Text:
------------
Ermak Travel Guide

 

Rostov-on-Don

.

 

 

 

 

 

 

Transportation

Hotels, motels and where to sleep

Restaurant, taverns and where to eat

Cultural (and not so cultural) events

Interesting information and useful tips

 

Description of Rostov-on-Don

Rostov-on-Don (often colloquially - Rostov) is the largest city in the south of the Russian Federation. It is the administrative center of the Southern Federal District and the Rostov Region. City was named the city of Military Glory (2008).

It was found by the charter of Empress Elizaveta Petrovna on December 15, 1749. Located in the southeast of the East European Plain, on the banks of the Don River, 46 km from the place of its confluence with the Sea of ​​Azov, 1092 km south of Moscow. The population of 1,130,305 people (2018) is the tenth largest city in Russia. More than 2.16 million people live in the Rostov agglomeration (the fourth largest agglomeration of the country).

The city is a major administrative, cultural, scientific, educational, industrial center and the most important transport hub of southern Russia. Rostov is unofficially referred to as the “Gate of the Caucasus” and the southern capital of Russia, as well as the Don capital. The notion of “Rostov-papa” is widespread.
------------
The task: Can you continue the description of Rostov-on-Don, picking up after its final sentence?
------------
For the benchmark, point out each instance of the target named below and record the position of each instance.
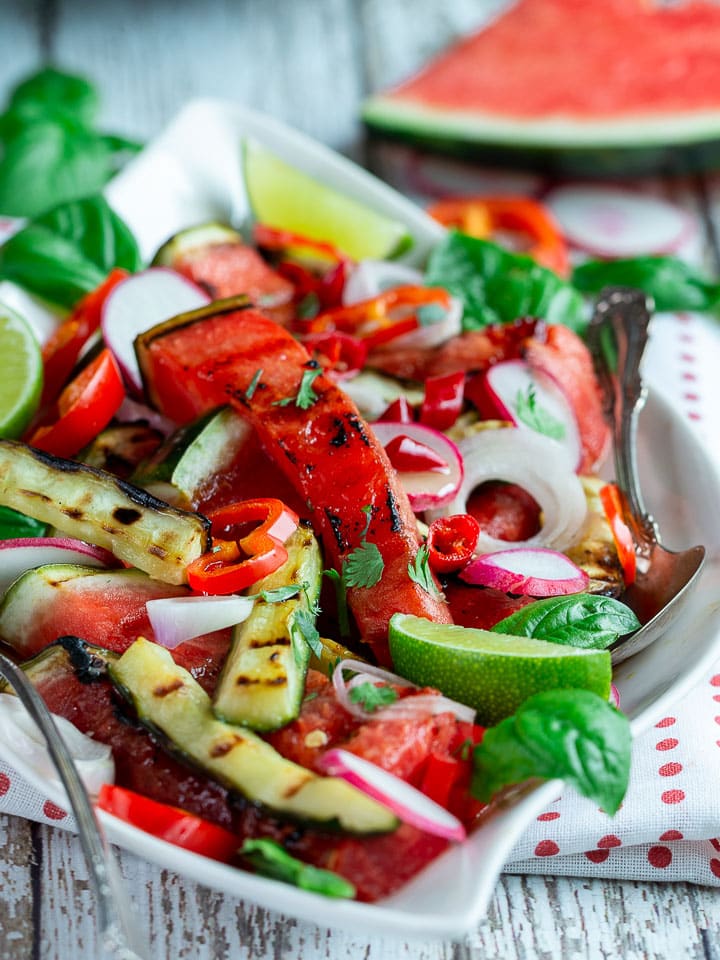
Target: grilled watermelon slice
(572, 85)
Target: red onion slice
(177, 619)
(529, 572)
(427, 489)
(22, 554)
(530, 460)
(139, 303)
(409, 804)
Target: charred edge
(336, 525)
(341, 437)
(395, 519)
(288, 453)
(87, 666)
(357, 425)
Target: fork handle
(618, 335)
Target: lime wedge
(282, 197)
(492, 672)
(20, 373)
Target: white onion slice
(530, 572)
(409, 804)
(26, 553)
(370, 278)
(508, 384)
(22, 745)
(139, 303)
(427, 489)
(177, 619)
(532, 461)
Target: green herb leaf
(420, 573)
(536, 417)
(571, 734)
(673, 284)
(579, 620)
(68, 251)
(304, 626)
(14, 525)
(278, 594)
(364, 566)
(498, 287)
(269, 859)
(370, 697)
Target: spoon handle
(617, 337)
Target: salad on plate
(312, 540)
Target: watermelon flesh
(620, 72)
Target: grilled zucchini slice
(95, 506)
(171, 704)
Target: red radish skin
(531, 572)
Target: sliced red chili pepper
(526, 220)
(451, 542)
(85, 406)
(443, 400)
(340, 354)
(62, 349)
(234, 564)
(611, 499)
(399, 411)
(171, 824)
(411, 456)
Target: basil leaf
(498, 287)
(51, 161)
(673, 284)
(68, 251)
(52, 91)
(14, 525)
(271, 860)
(571, 734)
(579, 620)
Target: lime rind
(285, 198)
(22, 373)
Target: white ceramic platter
(192, 173)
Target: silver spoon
(119, 929)
(617, 337)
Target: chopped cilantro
(419, 572)
(370, 697)
(536, 417)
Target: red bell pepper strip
(327, 452)
(611, 499)
(443, 400)
(451, 542)
(233, 565)
(62, 349)
(171, 824)
(85, 407)
(527, 222)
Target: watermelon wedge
(572, 85)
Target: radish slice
(532, 401)
(609, 222)
(532, 573)
(26, 553)
(177, 619)
(530, 460)
(370, 278)
(22, 745)
(426, 489)
(409, 804)
(139, 303)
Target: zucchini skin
(263, 680)
(175, 708)
(95, 506)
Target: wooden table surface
(309, 62)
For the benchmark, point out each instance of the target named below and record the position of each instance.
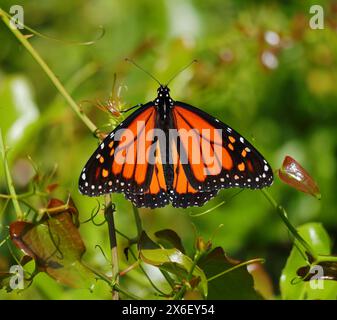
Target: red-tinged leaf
(51, 187)
(293, 174)
(262, 281)
(56, 246)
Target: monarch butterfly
(171, 152)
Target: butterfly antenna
(140, 68)
(181, 70)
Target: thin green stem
(138, 221)
(48, 71)
(235, 267)
(321, 258)
(109, 217)
(10, 185)
(180, 294)
(283, 215)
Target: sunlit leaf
(171, 237)
(56, 246)
(237, 284)
(293, 174)
(262, 281)
(171, 260)
(329, 271)
(292, 285)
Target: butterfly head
(163, 91)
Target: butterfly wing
(155, 195)
(114, 166)
(214, 155)
(182, 193)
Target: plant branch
(283, 215)
(9, 180)
(246, 263)
(109, 216)
(6, 19)
(138, 221)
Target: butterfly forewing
(186, 169)
(116, 166)
(217, 156)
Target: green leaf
(234, 285)
(56, 246)
(171, 237)
(291, 285)
(171, 260)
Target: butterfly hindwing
(205, 156)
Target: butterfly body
(171, 152)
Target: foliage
(261, 69)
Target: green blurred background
(261, 69)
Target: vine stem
(138, 222)
(6, 19)
(91, 126)
(11, 189)
(180, 294)
(283, 215)
(246, 263)
(109, 216)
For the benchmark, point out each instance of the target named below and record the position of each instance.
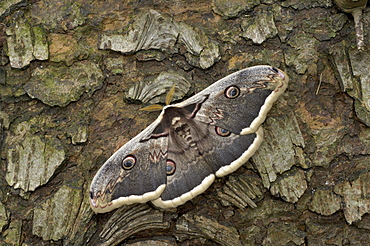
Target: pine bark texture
(74, 73)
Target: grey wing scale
(191, 143)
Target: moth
(180, 154)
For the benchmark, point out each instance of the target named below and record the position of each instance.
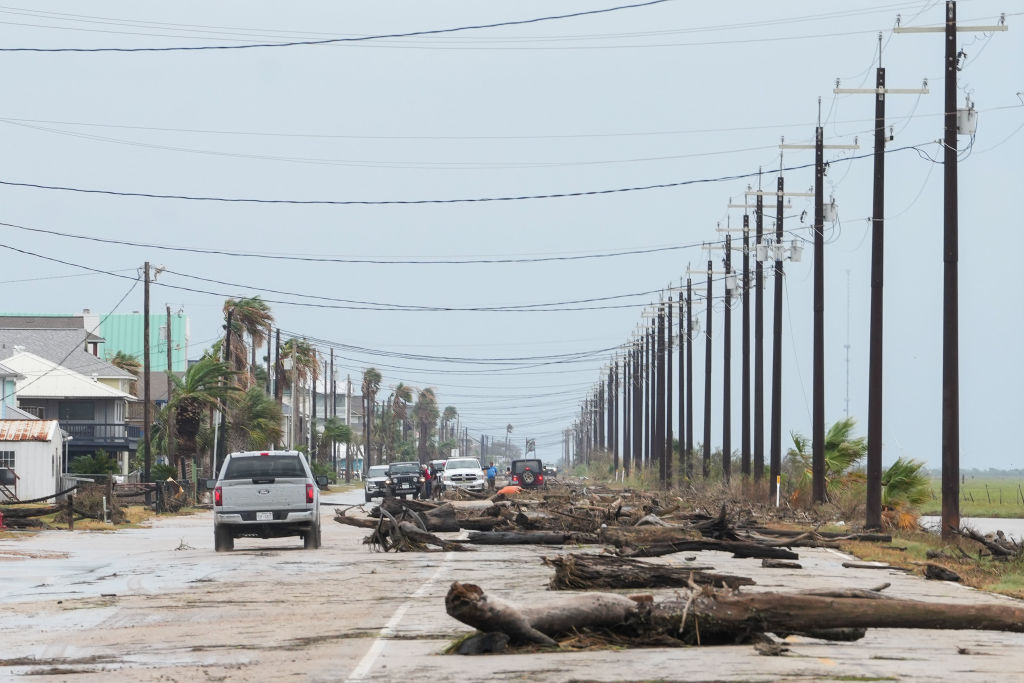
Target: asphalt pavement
(158, 603)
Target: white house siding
(36, 462)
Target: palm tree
(207, 385)
(448, 417)
(335, 431)
(425, 413)
(371, 385)
(903, 487)
(252, 315)
(256, 421)
(394, 418)
(842, 452)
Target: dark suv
(526, 473)
(404, 479)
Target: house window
(78, 410)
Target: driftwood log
(707, 616)
(529, 538)
(738, 549)
(579, 571)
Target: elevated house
(89, 410)
(31, 456)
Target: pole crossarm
(753, 206)
(769, 193)
(881, 91)
(787, 145)
(942, 29)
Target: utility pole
(759, 345)
(707, 444)
(727, 368)
(682, 379)
(627, 437)
(818, 381)
(689, 379)
(637, 411)
(950, 294)
(348, 421)
(744, 437)
(775, 466)
(669, 452)
(659, 399)
(648, 394)
(146, 456)
(872, 518)
(221, 436)
(171, 432)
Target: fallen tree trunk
(709, 616)
(529, 538)
(480, 523)
(578, 571)
(737, 548)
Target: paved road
(158, 603)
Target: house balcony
(110, 436)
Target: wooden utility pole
(727, 368)
(689, 379)
(348, 421)
(707, 434)
(669, 452)
(775, 466)
(171, 445)
(872, 518)
(146, 386)
(950, 294)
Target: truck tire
(222, 539)
(310, 540)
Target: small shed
(30, 459)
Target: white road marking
(368, 660)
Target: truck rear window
(263, 467)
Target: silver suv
(265, 495)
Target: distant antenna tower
(847, 343)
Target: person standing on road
(426, 482)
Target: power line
(376, 261)
(333, 41)
(476, 200)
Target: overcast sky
(666, 93)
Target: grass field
(982, 497)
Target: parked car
(265, 495)
(526, 473)
(464, 473)
(404, 479)
(374, 485)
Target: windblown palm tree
(425, 413)
(256, 421)
(335, 431)
(371, 385)
(842, 451)
(250, 315)
(206, 385)
(448, 416)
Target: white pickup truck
(265, 495)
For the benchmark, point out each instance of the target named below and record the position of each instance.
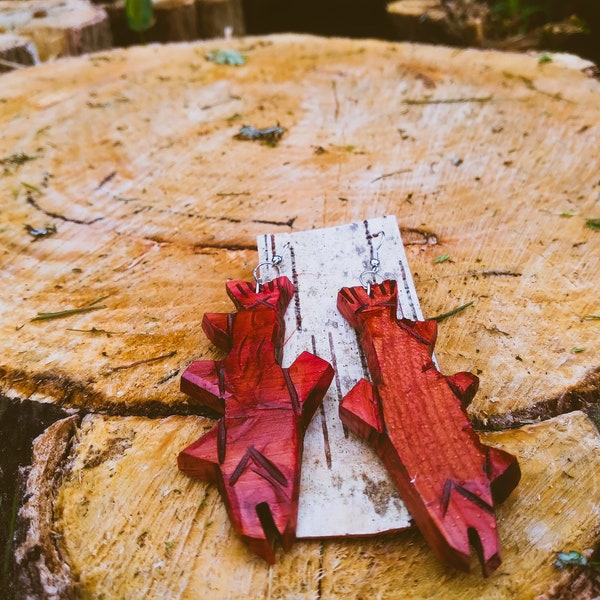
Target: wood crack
(33, 202)
(583, 395)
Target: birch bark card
(345, 490)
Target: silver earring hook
(369, 277)
(270, 264)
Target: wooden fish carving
(254, 452)
(415, 419)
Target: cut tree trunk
(16, 52)
(57, 27)
(140, 203)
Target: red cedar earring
(415, 419)
(254, 452)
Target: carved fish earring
(254, 452)
(415, 419)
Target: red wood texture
------------
Answer below:
In 2012, Rostov-on-Don took the 5th place in the quality rating of the urban environment. In 2018, Rostov-on-Don was one of the cities in which matches of the World Cup were held.

 

 

 

History of Rostov-on-Don

Establishment to the early 20th century
From ancient times, the area around the mouth of the Don River has held cultural and commercial importance. Ancient indigenous inhabitants included the Scythian, Sarmat, and Savromat tribes. It was the site of Tanais, an ancient Greek colony, Fort Tana, under the Genoese and Fort Azak in the time of the Ottoman Empire.

In 1749, a custom house was established on the Temernik River, a tributary of the Don, by edict of Empress Elizabeth, the daughter of Peter the Great, in order to control trade with Turkey. It was co-located with a fortress named for Dimitry of Rostov, a metropolitan bishop of the old northern town of Rostov the Great. Azov, a town closer to the Sea of Azov on the Don, gradually lost its commercial importance in the region to the new fortress.

In 1756, the "Russian commercial and trading company of Constantinople" was founded at the "merchants' settlement" (Kupecheskaya Sloboda) on the high bank of the Don. Towards the end of the eighteenth century, with the incorporation of previously Ottoman Black Sea territories into the Russian Empire, the settlement lost much of its militarily strategic importance as a frontier post.

In 1796, the settlement was chartered and in 1797, it became the seat of Rostovsky Uyezd within Novorossiysk Governorate. In 1806, it was officially renamed Rostov-on-Don. During the 19th century, due to its river connections with Russia's interior, Rostov developed into a major trade center and communications hub. A railway connection with Kharkiv was completed in 1870, with further links following in 1871 to Voronezh and in 1875 to Vladikavkaz.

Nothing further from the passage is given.